Task description: Reproduce all entries verbatim, with nothing added or dropped.
------ Information given
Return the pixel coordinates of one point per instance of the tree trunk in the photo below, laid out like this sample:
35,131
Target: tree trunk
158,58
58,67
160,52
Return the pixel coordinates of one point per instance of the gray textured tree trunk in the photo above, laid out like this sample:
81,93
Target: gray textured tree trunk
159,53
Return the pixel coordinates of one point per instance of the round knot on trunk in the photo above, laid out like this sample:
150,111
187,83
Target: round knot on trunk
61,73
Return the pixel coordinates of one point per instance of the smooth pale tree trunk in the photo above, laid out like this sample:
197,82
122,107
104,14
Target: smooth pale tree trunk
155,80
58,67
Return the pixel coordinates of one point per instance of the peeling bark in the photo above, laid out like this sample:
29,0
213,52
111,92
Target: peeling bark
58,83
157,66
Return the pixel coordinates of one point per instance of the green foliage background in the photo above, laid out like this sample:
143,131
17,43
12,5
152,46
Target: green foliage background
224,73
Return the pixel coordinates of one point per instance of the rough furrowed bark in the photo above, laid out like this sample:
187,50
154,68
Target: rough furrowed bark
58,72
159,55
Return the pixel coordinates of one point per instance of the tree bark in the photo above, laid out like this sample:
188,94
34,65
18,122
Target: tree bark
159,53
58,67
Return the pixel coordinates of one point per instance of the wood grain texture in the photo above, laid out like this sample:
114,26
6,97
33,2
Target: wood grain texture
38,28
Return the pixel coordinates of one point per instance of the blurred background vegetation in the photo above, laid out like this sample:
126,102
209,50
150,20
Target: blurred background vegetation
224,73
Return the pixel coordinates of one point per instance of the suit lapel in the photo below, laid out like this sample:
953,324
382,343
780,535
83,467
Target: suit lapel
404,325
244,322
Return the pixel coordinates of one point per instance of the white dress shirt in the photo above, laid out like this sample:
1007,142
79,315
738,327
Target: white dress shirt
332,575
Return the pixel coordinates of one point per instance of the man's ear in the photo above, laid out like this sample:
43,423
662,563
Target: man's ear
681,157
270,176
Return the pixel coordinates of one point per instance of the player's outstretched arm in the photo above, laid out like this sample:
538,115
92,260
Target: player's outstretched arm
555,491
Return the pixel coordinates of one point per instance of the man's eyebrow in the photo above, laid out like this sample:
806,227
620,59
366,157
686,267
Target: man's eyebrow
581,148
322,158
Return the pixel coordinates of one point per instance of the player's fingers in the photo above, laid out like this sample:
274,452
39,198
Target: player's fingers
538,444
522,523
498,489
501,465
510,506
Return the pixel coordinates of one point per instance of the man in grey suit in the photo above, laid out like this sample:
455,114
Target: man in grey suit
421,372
------------
Expected output:
Return the pixel coordinates of one point per instance of the tree trunk in the photo below, laid out like this sample:
35,131
Target: tree trunk
158,58
58,67
160,52
Return the pixel coordinates of one point per instance of the gray textured tree trunk in the photo above, laid out like this sample:
81,93
Target: gray textured tree trunk
159,53
Return the pixel coordinates of one point per instance of the round knot on trunk in the photo above, laid out like this sample:
150,111
187,83
Target: round knot on trunk
61,73
Return the pixel coordinates of one point per instance of the smooth pale tree trunk in the photo above, laid out like this sample:
197,82
122,107
104,14
Target: smooth pale tree trunk
155,80
58,67
Return the pixel coordinates of one point per instance of the peeling bark in the photo above, laid out like this sample:
29,0
213,52
111,92
Target: peeling bark
58,83
157,66
Return the pixel coordinates of one point per instance of the green foliage background in the photo above, laid out like this sample:
143,131
17,43
12,5
152,46
Target: green foliage background
224,73
Return the pixel coordinates of one point per instance of the rough furrowed bark in the photo above, laid out like this sample:
187,50
154,68
Target: rough furrowed bark
58,72
159,55
Return the pixel coordinates of one point per instance of the tree bark in the photo above, laid out like this sample:
188,94
34,65
18,122
Target: tree bark
159,53
58,67
Return the pixel coordinates of one point per instance of the wood grain texture in the photo above, laid out like this sample:
114,26
6,97
33,2
Target: wood grain texture
38,28
Return the pixel coordinates of one point per instance of the blurred background vegetation in the photo above, laid out like this sample:
126,102
209,50
150,20
Target: blurred background vegetation
224,73
Return the pixel coordinates of one point per instance of the suit lapel in the photo below, laid out like this sample:
953,324
382,343
780,535
83,467
Target: suit lapel
404,325
244,322
Return the pixel coordinates of one point per instance of the white dress shirt in the photo above, laid out like this sample:
1007,142
79,315
738,327
Target: white dress shirt
332,575
Return the pixel coordinates of one point per instance of the man's ear in the photo above, laid out like this sample:
43,423
662,563
Target: man's ear
681,157
270,176
Return the pixel coordinates of one point per instance of the player's outstretched arm in the photo above, laid out like this sample:
538,115
92,260
Target: player's outstretched arm
555,491
Return the pixel coordinates of one point per instance of the man's eyebrow in the photo above, laid out like this sample:
806,227
620,59
366,157
686,267
Target: man's eyebrow
581,148
322,158
Return the pixel coordinates of one point per instance of the player's fingers in the photo above, laid out like this sample:
274,452
39,198
Target: player's fingers
538,444
522,523
498,489
501,465
510,506
Return the pixel coordinates of one point per instance of the man in grey suit in the photo above, laid out like this sample:
455,114
Target: man in grey suit
421,372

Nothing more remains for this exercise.